**Passage provided**
EXCLUSIVE: Nurse claims Doodnaught assaulted her more than 20 years ago

The woman in this story doesn’t want her identity revealed so she will be referred to as “Jane.”

Jane started nursing at North York General Hospital in 1990, and like many of her colleagues, she respected anesthesiologist Dr. George Doodnaught; so much so that when she later required a minor gynecological surgery, she requested him in the operating room.

“I thought he was an excellent doctor…I thought he was one of the best,” she said.

It was July 1992.

She awoke from the surgery groggy from the drugs Doodnaught administered.

“I don’t remember anything until I started to wake up,” she said.

But as the fog cleared, disturbing memories also came into focus. She claims Doodnaught fondled her, and forced her to perform oral sex.

She didn’t tell anyone about the alleged incident at the time, fearing her story would be discredited.

“I felt that nobody would believe me,” she said. “He was such a wonderful guy that he could never had done anything so heinous. And that they would turn it around and make it look like it was my fault.

“I was confused,” she added. “I didn’t know why it had happened. I guess for a long time I questioned if it had really happened or if I had imagined it.”

Her confusion led to anger and disbelief when nearly two decades later, Doodnaught’s name appeared in the news, accused of a vile string of assaults on semi-conscious patients.

“It was like an explosion went off in my head. I just gasped.”

She came forward, giving a police statement and testifying at Doodnaught’s preliminary hearing.

But despite Doodnaught’s recent conviction and 10-year sentence for sexually abusing 21 patients between 2006 and 2010, Jane’s allegations have never been proven in court.

As she told the Inside Story’s Avery Haines, she remains an ‘alleged victim’ because the Crown attorney selected just 21 of 29 women who came forward with allegations.

“I received a phone call from my case worker at Victims Support, saying that the Crown attorney had been told by the government to cut back on the numbers of cases, that it was going to take too long and cost too much money and that I had been one of the witnesses that had been chosen not to be part of the trial.”

In a statement, the Attorney General’s office said: “The Crown has an ongoing obligation to assess the strength of a case throughout a prosecution…”

“The decision to terminate a prosecution in relation to a particular victim can be one of the most difficult for the Crown to make.”

Jane says her fears that hospital staff wouldn’t have believed her were validated by the fact that staff ignored three separate complaints between 2006 and 2008, before a fourth victim came forward in 2010, triggering an investigation.

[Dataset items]
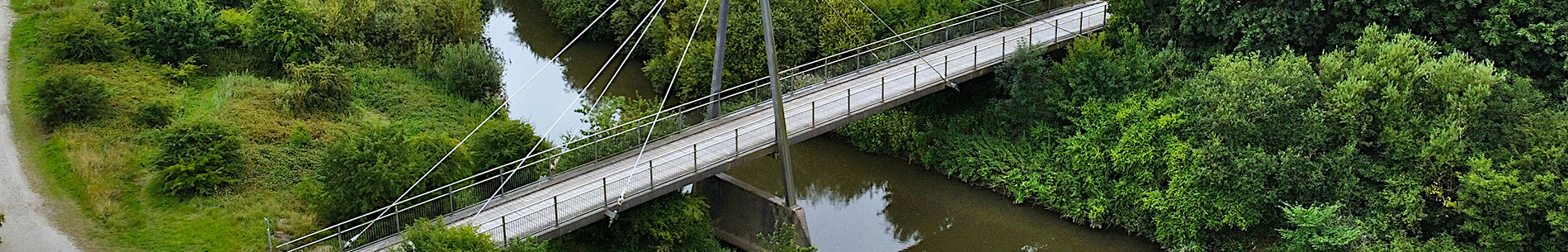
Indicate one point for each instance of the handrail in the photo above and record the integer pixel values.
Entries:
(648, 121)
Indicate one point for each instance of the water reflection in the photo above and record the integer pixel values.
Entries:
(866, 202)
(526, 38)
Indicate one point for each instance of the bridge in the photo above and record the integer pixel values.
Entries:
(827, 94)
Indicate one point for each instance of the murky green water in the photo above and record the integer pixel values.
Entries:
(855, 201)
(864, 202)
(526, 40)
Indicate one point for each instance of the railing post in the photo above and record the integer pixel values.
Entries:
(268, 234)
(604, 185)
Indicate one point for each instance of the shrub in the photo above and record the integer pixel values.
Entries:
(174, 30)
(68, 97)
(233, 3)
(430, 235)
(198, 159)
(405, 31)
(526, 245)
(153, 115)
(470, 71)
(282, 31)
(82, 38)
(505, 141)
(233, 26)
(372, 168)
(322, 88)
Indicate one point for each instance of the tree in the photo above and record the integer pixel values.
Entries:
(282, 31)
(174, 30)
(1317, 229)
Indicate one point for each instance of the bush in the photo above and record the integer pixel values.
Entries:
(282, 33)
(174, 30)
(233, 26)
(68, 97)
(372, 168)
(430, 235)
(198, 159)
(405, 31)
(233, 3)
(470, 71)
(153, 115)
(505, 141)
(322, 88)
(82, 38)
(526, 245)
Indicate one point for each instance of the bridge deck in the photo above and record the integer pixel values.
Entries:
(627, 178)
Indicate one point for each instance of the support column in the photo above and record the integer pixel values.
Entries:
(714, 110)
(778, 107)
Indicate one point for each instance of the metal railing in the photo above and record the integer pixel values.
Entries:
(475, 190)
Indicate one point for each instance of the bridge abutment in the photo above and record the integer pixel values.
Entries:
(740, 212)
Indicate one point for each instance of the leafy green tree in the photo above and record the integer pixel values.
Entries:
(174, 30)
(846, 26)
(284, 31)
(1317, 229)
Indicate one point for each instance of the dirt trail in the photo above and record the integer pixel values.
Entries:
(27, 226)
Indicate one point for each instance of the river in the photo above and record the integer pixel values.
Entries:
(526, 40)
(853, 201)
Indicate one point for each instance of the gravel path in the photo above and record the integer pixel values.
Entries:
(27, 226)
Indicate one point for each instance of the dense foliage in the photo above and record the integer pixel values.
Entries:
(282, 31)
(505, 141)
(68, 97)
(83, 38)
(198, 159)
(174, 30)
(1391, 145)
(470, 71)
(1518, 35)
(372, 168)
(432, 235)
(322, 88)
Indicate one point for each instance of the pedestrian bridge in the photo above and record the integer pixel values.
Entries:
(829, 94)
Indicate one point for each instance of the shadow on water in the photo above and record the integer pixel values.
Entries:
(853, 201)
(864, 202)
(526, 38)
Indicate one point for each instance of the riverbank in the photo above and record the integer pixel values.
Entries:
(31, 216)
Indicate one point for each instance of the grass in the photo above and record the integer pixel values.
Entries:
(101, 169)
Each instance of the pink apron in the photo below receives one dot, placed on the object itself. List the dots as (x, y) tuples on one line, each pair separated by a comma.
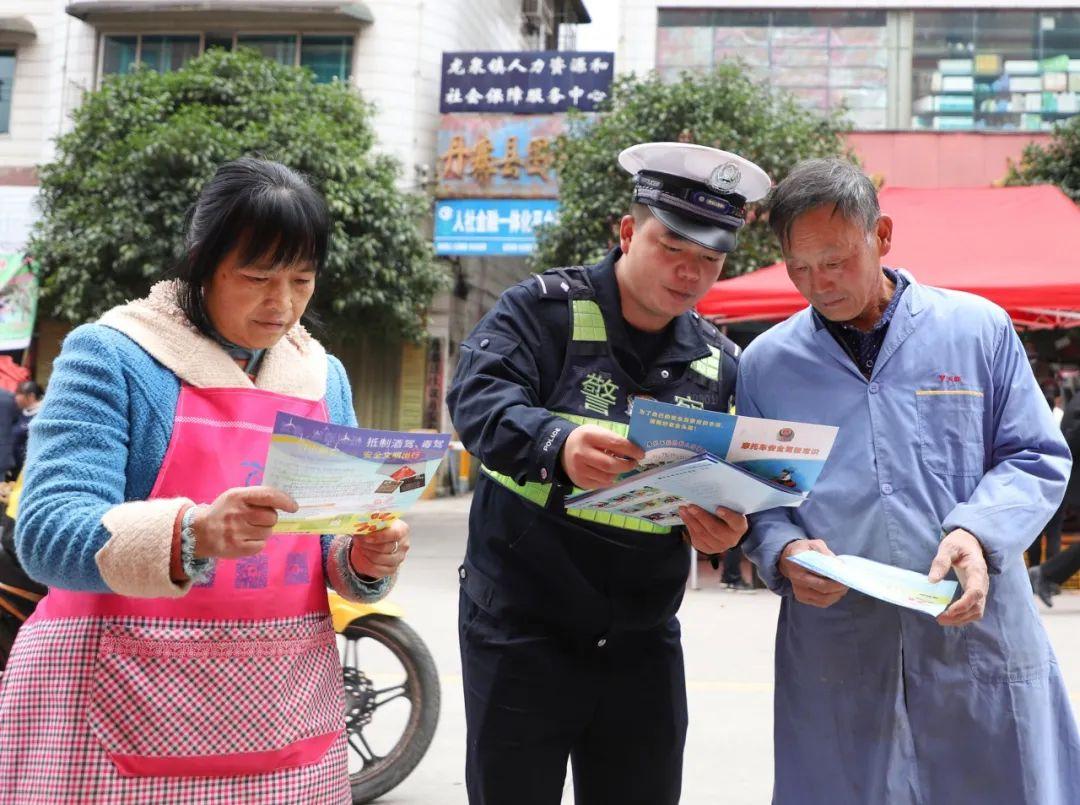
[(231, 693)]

**Work request**
Could you reproduce, word for word, everything in the news story above from "It was July" down to "would be discredited."?

**Answer section**
It was July 1992.

She awoke from the surgery groggy from the drugs Doodnaught administered.

“I don’t remember anything until I started to wake up,” she said.

But as the fog cleared, disturbing memories also came into focus. She claims Doodnaught fondled her, and forced her to perform oral sex.

She didn’t tell anyone about the alleged incident at the time, fearing her story would be discredited.